■ Items ■
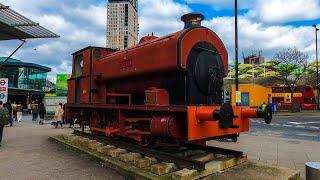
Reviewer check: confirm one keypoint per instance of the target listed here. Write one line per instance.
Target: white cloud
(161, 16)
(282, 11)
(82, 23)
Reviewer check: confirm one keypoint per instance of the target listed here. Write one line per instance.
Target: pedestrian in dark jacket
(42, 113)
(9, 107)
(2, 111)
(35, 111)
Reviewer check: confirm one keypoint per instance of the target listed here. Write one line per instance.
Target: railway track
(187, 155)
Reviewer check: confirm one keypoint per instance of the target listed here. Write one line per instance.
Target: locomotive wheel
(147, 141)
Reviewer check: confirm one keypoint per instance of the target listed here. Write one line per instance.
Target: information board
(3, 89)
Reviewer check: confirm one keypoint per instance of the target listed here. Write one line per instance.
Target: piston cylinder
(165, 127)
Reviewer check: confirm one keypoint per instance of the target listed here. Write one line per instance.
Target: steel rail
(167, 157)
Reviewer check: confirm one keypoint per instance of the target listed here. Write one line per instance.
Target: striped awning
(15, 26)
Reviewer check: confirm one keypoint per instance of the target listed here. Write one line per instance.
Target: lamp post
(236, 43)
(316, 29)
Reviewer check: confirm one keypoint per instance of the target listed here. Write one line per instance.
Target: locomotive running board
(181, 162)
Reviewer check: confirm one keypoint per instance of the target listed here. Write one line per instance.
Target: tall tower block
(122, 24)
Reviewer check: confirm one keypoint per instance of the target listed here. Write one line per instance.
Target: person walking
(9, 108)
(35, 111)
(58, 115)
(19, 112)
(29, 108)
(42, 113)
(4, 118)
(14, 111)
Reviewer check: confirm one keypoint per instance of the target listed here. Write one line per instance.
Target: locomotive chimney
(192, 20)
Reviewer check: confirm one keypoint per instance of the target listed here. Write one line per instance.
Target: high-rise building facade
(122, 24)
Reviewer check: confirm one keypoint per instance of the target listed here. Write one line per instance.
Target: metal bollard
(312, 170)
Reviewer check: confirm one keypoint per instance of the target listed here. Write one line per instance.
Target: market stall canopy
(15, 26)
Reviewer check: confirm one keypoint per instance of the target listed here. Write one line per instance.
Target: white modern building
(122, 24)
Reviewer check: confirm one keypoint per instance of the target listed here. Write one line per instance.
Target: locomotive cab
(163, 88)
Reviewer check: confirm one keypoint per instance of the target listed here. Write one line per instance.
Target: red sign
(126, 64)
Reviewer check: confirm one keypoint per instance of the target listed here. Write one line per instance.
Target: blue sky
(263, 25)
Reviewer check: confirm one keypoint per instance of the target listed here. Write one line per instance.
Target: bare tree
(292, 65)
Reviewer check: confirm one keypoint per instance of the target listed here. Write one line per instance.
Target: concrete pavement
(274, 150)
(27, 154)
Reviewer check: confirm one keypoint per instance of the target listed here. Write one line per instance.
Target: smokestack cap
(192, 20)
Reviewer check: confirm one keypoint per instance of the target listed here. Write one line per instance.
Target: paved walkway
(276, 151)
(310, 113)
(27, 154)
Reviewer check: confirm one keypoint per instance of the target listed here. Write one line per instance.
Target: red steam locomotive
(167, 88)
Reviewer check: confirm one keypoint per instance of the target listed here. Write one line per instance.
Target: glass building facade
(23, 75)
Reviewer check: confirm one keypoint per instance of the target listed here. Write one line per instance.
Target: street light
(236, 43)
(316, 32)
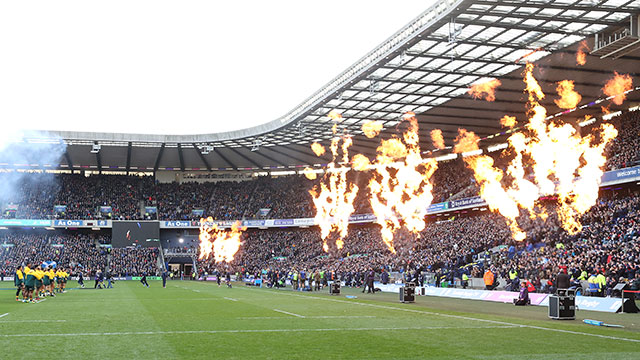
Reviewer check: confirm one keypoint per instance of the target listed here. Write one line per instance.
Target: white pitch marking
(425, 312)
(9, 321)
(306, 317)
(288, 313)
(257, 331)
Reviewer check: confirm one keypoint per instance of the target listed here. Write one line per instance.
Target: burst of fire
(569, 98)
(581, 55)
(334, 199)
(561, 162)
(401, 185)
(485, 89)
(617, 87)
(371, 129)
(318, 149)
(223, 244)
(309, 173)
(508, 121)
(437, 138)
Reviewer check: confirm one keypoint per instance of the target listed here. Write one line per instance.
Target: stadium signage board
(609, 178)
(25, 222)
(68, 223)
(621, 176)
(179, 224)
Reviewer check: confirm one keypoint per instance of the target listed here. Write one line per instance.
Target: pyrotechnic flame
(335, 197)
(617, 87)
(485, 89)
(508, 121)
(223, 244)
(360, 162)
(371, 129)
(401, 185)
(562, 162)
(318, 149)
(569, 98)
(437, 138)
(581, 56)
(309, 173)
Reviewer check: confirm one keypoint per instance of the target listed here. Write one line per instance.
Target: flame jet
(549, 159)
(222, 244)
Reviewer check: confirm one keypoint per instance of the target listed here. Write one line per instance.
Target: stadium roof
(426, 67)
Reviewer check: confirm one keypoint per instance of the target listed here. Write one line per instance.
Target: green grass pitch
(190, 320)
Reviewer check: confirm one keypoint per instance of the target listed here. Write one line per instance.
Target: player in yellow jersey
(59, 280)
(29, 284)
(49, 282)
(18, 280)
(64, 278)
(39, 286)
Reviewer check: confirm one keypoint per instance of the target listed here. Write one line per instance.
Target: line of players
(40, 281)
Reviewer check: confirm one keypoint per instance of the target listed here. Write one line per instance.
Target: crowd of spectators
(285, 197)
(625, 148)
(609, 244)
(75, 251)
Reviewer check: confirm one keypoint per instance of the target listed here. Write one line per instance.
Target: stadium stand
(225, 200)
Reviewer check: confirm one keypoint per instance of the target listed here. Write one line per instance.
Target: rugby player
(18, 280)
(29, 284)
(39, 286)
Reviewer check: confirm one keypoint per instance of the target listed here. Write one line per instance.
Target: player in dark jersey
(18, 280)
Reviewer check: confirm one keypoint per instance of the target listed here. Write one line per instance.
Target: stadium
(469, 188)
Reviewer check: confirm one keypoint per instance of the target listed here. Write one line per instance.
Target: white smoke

==

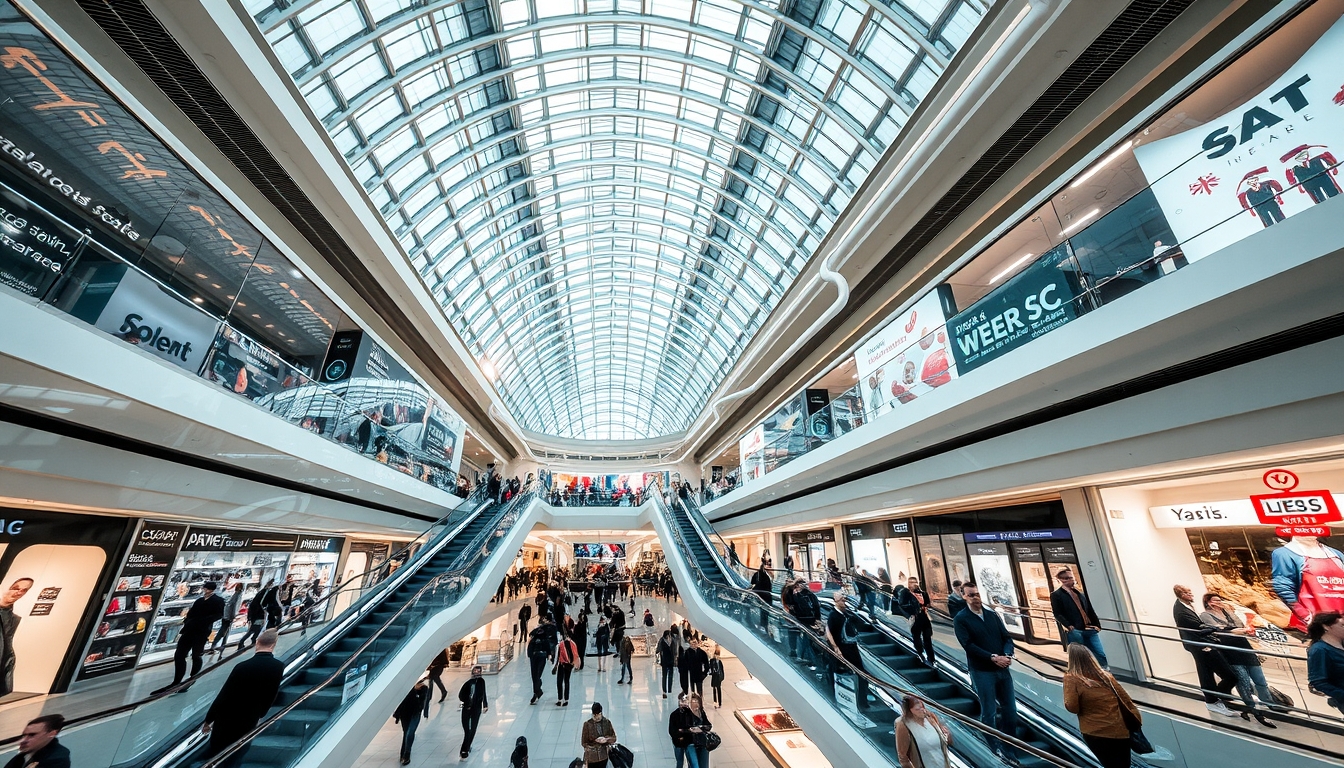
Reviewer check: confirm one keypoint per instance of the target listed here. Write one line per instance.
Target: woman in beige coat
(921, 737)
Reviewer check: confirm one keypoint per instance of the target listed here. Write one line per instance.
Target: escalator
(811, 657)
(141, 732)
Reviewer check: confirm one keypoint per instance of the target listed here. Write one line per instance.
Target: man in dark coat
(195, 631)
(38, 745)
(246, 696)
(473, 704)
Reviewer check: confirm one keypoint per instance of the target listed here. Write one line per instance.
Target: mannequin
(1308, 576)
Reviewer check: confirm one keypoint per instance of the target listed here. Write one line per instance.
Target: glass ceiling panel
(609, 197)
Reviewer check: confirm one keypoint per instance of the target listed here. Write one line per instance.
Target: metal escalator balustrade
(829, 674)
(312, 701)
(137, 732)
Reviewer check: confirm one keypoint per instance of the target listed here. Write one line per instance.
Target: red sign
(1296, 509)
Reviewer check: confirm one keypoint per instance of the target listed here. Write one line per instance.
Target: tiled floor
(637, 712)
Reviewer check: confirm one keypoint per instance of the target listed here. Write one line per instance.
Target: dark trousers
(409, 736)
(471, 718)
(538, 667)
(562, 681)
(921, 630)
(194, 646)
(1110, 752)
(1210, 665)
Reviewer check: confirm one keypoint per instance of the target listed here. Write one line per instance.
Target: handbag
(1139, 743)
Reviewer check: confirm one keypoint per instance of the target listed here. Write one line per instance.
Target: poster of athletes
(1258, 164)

■ What to work on ■
Please count how many lines of the material above contain the word "facade", treating uppercase and lowercase as different. Reply with the number alone.

■ Task solution ■
2